__Exercise requirements__:
Reproduce all the entries exactly.
-- START Material to process --
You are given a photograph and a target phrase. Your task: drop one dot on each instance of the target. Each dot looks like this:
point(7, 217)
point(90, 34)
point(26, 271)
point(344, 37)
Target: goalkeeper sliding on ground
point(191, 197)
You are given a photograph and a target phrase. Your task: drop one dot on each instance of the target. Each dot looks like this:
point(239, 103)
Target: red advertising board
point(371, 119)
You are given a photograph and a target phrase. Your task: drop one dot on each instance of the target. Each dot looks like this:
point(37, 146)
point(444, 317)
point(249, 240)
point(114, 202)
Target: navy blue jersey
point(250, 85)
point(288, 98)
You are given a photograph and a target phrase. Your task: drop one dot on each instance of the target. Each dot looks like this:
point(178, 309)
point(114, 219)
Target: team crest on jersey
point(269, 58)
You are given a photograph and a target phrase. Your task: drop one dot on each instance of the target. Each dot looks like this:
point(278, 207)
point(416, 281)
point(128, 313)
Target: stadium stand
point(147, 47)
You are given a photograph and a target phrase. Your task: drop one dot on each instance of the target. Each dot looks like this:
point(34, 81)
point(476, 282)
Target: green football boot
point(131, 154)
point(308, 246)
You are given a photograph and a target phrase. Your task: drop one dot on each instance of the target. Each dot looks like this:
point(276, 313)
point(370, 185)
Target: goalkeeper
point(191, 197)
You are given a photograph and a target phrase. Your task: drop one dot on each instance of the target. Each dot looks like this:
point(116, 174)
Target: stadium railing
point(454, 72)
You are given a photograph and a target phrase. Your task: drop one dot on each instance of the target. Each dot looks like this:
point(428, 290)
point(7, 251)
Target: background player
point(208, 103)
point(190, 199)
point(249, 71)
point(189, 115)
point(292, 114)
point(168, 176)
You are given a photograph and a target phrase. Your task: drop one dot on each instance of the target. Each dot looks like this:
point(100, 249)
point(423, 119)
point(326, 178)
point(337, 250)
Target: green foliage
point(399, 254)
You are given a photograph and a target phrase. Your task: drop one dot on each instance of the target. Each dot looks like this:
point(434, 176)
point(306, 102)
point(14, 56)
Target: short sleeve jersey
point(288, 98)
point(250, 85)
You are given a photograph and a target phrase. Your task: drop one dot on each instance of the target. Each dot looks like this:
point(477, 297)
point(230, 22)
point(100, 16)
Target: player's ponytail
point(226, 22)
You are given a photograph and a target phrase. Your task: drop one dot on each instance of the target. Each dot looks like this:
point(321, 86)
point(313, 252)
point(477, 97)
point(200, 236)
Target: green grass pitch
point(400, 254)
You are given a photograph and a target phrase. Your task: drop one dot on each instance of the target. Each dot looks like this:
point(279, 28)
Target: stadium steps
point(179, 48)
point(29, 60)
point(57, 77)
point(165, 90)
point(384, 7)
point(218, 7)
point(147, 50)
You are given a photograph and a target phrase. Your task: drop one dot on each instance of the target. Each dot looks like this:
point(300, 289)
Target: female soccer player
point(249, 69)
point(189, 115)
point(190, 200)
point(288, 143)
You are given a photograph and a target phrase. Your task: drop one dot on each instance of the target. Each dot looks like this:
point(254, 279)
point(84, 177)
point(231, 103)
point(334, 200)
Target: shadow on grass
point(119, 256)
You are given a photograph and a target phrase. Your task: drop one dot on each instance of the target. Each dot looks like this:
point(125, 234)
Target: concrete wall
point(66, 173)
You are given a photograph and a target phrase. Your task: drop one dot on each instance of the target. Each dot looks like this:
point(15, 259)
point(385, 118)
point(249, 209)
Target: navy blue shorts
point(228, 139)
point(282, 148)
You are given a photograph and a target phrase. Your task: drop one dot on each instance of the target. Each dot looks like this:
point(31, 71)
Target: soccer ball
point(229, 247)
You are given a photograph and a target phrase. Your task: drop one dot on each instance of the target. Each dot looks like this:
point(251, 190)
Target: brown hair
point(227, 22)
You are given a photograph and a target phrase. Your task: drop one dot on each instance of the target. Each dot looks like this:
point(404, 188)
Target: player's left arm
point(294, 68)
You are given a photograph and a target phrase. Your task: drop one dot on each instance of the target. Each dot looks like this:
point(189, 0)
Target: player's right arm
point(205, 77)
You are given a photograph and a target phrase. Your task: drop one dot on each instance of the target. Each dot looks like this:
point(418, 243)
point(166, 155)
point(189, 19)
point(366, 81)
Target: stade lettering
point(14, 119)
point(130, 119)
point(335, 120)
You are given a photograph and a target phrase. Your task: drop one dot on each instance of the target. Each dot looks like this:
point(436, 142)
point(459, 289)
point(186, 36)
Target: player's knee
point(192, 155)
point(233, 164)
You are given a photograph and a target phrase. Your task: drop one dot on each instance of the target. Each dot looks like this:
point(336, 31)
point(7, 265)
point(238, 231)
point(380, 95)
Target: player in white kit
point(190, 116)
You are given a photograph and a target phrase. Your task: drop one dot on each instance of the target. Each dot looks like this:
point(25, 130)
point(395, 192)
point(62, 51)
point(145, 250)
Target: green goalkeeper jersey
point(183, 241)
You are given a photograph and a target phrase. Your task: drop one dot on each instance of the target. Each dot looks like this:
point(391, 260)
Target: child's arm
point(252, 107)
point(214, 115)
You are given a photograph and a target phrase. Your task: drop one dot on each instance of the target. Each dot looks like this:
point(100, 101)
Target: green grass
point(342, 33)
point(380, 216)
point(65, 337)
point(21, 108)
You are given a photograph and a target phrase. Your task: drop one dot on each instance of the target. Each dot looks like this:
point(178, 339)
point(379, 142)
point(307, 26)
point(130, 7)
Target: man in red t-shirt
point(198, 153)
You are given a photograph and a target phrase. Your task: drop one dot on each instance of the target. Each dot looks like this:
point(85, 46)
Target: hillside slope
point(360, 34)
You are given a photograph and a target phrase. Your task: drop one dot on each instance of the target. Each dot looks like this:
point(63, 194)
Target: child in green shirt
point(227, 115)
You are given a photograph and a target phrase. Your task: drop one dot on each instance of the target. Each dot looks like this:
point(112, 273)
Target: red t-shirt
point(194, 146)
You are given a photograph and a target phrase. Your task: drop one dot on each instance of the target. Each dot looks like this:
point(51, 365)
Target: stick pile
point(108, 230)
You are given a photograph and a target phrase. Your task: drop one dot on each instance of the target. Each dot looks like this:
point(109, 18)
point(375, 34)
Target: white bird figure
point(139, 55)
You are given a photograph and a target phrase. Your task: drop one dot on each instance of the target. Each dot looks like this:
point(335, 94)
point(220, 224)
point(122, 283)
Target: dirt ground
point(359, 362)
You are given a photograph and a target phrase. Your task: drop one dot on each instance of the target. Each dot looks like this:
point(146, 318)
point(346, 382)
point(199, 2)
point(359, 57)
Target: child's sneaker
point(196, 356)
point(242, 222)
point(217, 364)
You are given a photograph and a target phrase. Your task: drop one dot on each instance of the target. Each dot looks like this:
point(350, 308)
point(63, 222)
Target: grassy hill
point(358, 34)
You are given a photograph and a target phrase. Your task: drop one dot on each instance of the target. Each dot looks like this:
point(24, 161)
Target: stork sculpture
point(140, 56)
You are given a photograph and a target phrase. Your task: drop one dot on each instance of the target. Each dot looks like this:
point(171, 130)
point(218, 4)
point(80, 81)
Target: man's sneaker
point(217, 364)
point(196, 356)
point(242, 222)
-- END Material to process --
__Exercise output__:
You are given a photograph and a target phrase. Your task: drop one dot on each instance of the target. Each dot looks like this:
point(7, 217)
point(90, 34)
point(26, 271)
point(344, 37)
Target: goalkeeper sliding on ground
point(191, 197)
You are given a photograph and a target phrase. Your task: drop one dot on each instance of the target. Each dot looks like this:
point(239, 103)
Target: red advertising board
point(371, 119)
You are given a photograph and a target phrase. Your task: drop one dot on each instance of the target. Each dot looks like this:
point(37, 146)
point(444, 317)
point(249, 240)
point(114, 202)
Target: navy blue jersey
point(250, 85)
point(288, 98)
You are given a photograph and a target phrase. Your task: drop one dot on each instance of the target. Each dot looks like this:
point(178, 309)
point(114, 219)
Target: team crest on jersey
point(269, 58)
You are given a photograph and a target phrase. Your task: drop one dot on each instance of the target. Each dot looks like this:
point(278, 207)
point(416, 281)
point(128, 313)
Target: stadium stand
point(147, 47)
You are given a photograph and a target phrase. Your task: drop one dot on each instance of the target. Each dot looks like this:
point(34, 81)
point(476, 282)
Target: green football boot
point(131, 154)
point(308, 246)
You are given a photograph and a target phrase. Your task: drop one dot on each instance of the target. Each dot looks like this:
point(276, 313)
point(370, 185)
Target: goalkeeper
point(191, 197)
You are given a photograph and a target phrase. Your task: drop one dot on each instance of the target. Each dot looks like this:
point(116, 174)
Target: stadium railing
point(454, 72)
You are given a photograph and a target phrase. Your task: drop one dot on each instance of the target. Each dot looks like this:
point(428, 290)
point(7, 251)
Target: background player
point(208, 103)
point(190, 199)
point(249, 71)
point(189, 115)
point(292, 114)
point(168, 176)
You are given a photograph and a target phrase. Your task: drop one dot on each instance of the target. Each dot looks like this:
point(100, 249)
point(423, 119)
point(326, 178)
point(337, 250)
Target: green foliage
point(399, 254)
You are given a photograph and a target phrase. Your task: drop one dot on each instance of the target. Each dot looks like this:
point(434, 176)
point(306, 102)
point(14, 56)
Target: short sleeve jersey
point(288, 98)
point(250, 85)
You are given a photograph and a target phrase. Your task: drop one dot on each instance of the target. Each dot looks like this:
point(477, 297)
point(230, 22)
point(100, 16)
Target: player's ponytail
point(226, 22)
You are given a photograph and a target phrase. Your task: drop one dot on each instance of the target. Each dot looks like this:
point(321, 86)
point(313, 252)
point(477, 97)
point(200, 236)
Target: green grass pitch
point(400, 254)
You are given a photograph and a target phrase. Your task: drop one dot on each instance of the target. Each dot looks like this:
point(279, 28)
Target: stadium steps
point(179, 48)
point(29, 60)
point(57, 77)
point(165, 90)
point(384, 7)
point(218, 7)
point(147, 50)
You are given a photograph and a target phrase. Your task: drop one dot on each instance of the target. Each dot looks like this:
point(300, 289)
Target: female soccer player
point(249, 69)
point(189, 115)
point(190, 200)
point(288, 143)
You are given a photograph and a target phrase. Your task: drop one dot on each instance of the target. Each dot looks like this:
point(254, 279)
point(84, 177)
point(231, 103)
point(334, 200)
Target: shadow on grass
point(119, 256)
You are given a photograph and a target phrase. Your task: drop one dot on each instance of the target. Each dot looks like this:
point(125, 234)
Target: concrete wall
point(66, 173)
You are given a photograph and a target phrase. Your task: drop one dot on each instance of the target. Each dot looks like this:
point(15, 259)
point(385, 118)
point(249, 209)
Target: navy blue shorts
point(228, 139)
point(282, 148)
You are given a photograph and a target phrase. Your task: drop one dot on each instance of the target. Each dot looks like this:
point(31, 71)
Target: soccer ball
point(229, 247)
You are given a photograph and a target phrase. Your task: drop one dot on each instance of the target. Each dot looks like this:
point(251, 190)
Target: brown hair
point(227, 22)
You are given a photograph and a target phrase. Your task: drop one dot on each instance of the target. Each dot looks like this:
point(404, 188)
Target: player's left arm
point(294, 68)
You are given a photograph and a target phrase. Your task: drop one dot on each instance of the target. Each dot looks like this:
point(189, 0)
Target: player's right arm
point(205, 77)
You are given a photograph and a target phrase. Your task: drop one dot on each instance of the target. Each dot looks like this:
point(418, 243)
point(166, 155)
point(189, 19)
point(366, 81)
Target: stade lettering
point(14, 119)
point(130, 119)
point(335, 120)
You are given a photograph and a target phrase. Your task: drop one dot on each instance of the target. Each dot looks like this:
point(436, 142)
point(459, 289)
point(186, 36)
Target: player's knee
point(192, 155)
point(233, 164)
You are given a photograph and a target phrase. Your task: drop one dot on each instance of the target. Each dot looks like this:
point(336, 31)
point(7, 265)
point(238, 231)
point(380, 95)
Target: player in white kit
point(190, 116)
You are given a photograph and a target phrase. Your task: drop one dot on each instance of the target. Each dot looks like this:
point(25, 130)
point(395, 192)
point(62, 51)
point(145, 250)
Target: green goalkeeper jersey
point(183, 241)
You are given a photograph and a target phrase. Your task: drop one dot on each instance of the target. Each dot looks like this:
point(391, 260)
Target: child's arm
point(252, 107)
point(214, 115)
You are given a photograph and a target phrase. Your task: drop one dot on each instance of the target. Each dot looks like this:
point(100, 101)
Target: green grass
point(342, 33)
point(380, 216)
point(65, 337)
point(21, 108)
You are given a photograph and a target phrase. Your task: drop one dot on each instance of the target. Each dot looks like this:
point(178, 339)
point(379, 142)
point(307, 26)
point(130, 7)
Target: man in red t-shirt
point(198, 153)
You are given a photograph and a target phrase. Your task: drop one dot on each instance of the target. Each dot looks like this:
point(85, 46)
Target: hillside slope
point(360, 34)
You are given a photograph and a target phrase. Your task: drop one dot on each instance of the target. Each dot looks like this:
point(63, 194)
Target: child in green shirt
point(227, 115)
You are given a photograph and a target phrase. Your task: drop one dot on each instance of the target. Each dot looks like this:
point(112, 273)
Target: red t-shirt
point(194, 146)
You are given a photograph and a target phrase. Your task: drop one dot on each instance of the target. Each dot looks like this:
point(51, 365)
Target: stick pile
point(108, 230)
You are given a photograph and a target phrase. Your task: drop one dot on each instance of the target. Each dot looks like this:
point(109, 18)
point(375, 34)
Target: white bird figure
point(139, 55)
You are given a photograph and a target phrase. Your task: drop one dot on each instance of the target. Each dot looks like this:
point(335, 94)
point(220, 224)
point(122, 283)
Target: dirt ground
point(359, 362)
You are given a photograph and a target phrase. Your task: drop one dot on each instance of the target. Each dot looks like this:
point(146, 318)
point(346, 382)
point(199, 2)
point(359, 57)
Target: child's sneaker
point(196, 356)
point(242, 222)
point(217, 364)
You are given a photograph and a target phrase. Your task: drop one dot on each instance of the target. Each dot looks like this:
point(350, 308)
point(63, 222)
Target: grassy hill
point(358, 34)
You are given a photograph and a target phrase. Your task: drop one dot on each instance of the target. Each dot looks like this:
point(24, 161)
Target: stork sculpture
point(140, 56)
You are given a photograph and a target phrase. Your task: drop one dot on each instance of the target. Each dot looks like this:
point(171, 130)
point(218, 4)
point(80, 81)
Target: man's sneaker
point(217, 364)
point(196, 356)
point(242, 222)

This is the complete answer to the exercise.